» WHAT TO PRODUCE: A verbatim reproduction of the lines below, from the line containing "Format sample: x=21, y=228" through the line containing "Format sample: x=194, y=113", both ends included, is the whole required output.

» ENTRIES SUPPLIED:
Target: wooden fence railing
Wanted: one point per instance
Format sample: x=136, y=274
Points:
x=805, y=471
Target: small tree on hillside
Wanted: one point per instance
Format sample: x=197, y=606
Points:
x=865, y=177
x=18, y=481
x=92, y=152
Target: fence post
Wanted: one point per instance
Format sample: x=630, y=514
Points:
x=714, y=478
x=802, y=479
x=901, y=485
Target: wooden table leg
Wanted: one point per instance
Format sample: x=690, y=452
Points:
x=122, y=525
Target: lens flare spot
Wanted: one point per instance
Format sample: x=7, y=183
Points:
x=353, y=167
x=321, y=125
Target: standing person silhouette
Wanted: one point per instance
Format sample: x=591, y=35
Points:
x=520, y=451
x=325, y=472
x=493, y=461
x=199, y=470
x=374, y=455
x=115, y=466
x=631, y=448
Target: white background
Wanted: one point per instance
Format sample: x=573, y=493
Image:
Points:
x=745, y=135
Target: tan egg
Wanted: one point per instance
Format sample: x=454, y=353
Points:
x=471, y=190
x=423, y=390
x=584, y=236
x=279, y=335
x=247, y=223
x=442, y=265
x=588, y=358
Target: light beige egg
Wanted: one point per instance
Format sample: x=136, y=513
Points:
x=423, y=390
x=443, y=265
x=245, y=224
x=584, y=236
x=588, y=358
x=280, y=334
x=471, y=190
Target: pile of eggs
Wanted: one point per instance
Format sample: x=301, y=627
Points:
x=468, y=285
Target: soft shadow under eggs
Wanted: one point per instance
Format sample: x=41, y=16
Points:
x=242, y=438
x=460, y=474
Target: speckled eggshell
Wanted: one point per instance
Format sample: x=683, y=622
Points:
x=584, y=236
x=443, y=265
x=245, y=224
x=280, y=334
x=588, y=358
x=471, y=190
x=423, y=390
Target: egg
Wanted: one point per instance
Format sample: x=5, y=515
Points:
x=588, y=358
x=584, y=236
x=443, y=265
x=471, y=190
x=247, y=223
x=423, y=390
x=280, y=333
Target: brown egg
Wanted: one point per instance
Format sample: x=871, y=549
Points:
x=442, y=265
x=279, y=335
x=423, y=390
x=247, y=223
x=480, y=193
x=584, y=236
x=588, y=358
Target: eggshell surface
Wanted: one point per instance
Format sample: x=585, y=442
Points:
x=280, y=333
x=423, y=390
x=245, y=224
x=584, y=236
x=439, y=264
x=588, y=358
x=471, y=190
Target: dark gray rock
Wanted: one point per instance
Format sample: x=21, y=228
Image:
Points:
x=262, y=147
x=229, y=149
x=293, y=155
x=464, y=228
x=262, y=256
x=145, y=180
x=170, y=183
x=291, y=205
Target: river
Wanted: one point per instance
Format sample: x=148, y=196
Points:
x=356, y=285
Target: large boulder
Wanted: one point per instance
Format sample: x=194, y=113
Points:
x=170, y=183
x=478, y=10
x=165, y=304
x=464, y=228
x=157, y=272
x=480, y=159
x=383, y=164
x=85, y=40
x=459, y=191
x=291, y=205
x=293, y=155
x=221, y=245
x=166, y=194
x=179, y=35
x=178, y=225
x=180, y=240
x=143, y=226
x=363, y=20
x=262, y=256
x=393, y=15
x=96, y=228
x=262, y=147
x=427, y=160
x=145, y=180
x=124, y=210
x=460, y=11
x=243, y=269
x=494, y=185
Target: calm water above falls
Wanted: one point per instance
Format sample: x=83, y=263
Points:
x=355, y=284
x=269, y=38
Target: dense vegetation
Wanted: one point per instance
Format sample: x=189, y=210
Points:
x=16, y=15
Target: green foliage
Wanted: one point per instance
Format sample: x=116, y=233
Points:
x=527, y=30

» RESPONSE:
Format sample: x=21, y=228
Image:
Points:
x=262, y=147
x=229, y=149
x=293, y=155
x=464, y=228
x=262, y=256
x=145, y=180
x=170, y=183
x=291, y=205
Target: river
Wanted: one point per instance
Format sample: x=148, y=196
Points:
x=356, y=285
Target: large boulder
Wanted: one point per instance
Format sample: x=194, y=113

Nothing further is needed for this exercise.